*** Supplied data Section Begins ***

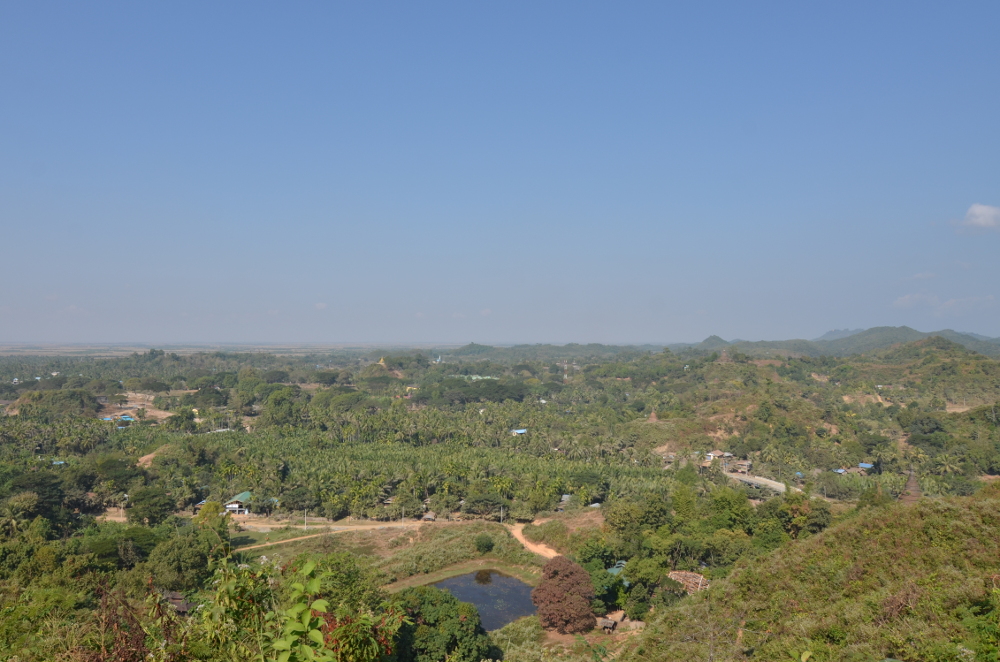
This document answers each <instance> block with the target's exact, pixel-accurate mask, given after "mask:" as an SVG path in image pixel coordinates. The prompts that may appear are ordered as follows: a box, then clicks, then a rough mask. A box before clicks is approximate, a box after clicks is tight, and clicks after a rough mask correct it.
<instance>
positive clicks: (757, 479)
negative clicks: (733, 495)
mask: <svg viewBox="0 0 1000 662" xmlns="http://www.w3.org/2000/svg"><path fill="white" fill-rule="evenodd" d="M726 475H727V476H729V477H730V478H732V479H733V480H738V481H740V482H743V483H750V484H751V485H762V486H763V487H768V488H770V489H772V490H774V491H775V492H780V493H781V494H784V493H785V484H784V483H779V482H778V481H776V480H771V479H769V478H760V477H758V476H747V475H746V474H738V473H727V474H726ZM792 490H794V491H796V492H801V491H802V490H800V489H799V488H797V487H793V488H792Z"/></svg>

*** Supplied data Section Ends ***

• What to do
Retype the data above exactly. Leave the pictures out.

• Response
This document answers each <instance> block with the target's exact, pixel-accurate mask, given after "mask:" as an SVG path in image pixel coordinates. The prompts that may appear are ordered as follows: a box, then clicks, then a rough mask. A box before clicks is approximate, a box after clicks is tight, and clicks after a rough mask correct it.
<instance>
positive clicks: (757, 479)
negative clicks: (733, 495)
mask: <svg viewBox="0 0 1000 662" xmlns="http://www.w3.org/2000/svg"><path fill="white" fill-rule="evenodd" d="M726 475H727V476H729V477H730V478H732V479H733V480H738V481H740V482H743V483H750V484H751V485H762V486H763V487H768V488H770V489H772V490H774V491H775V492H780V493H781V494H784V493H785V484H784V483H779V482H778V481H776V480H771V479H769V478H760V477H758V476H747V475H746V474H738V473H727V474H726ZM792 490H794V491H796V492H801V491H802V490H800V489H799V488H797V487H793V488H792Z"/></svg>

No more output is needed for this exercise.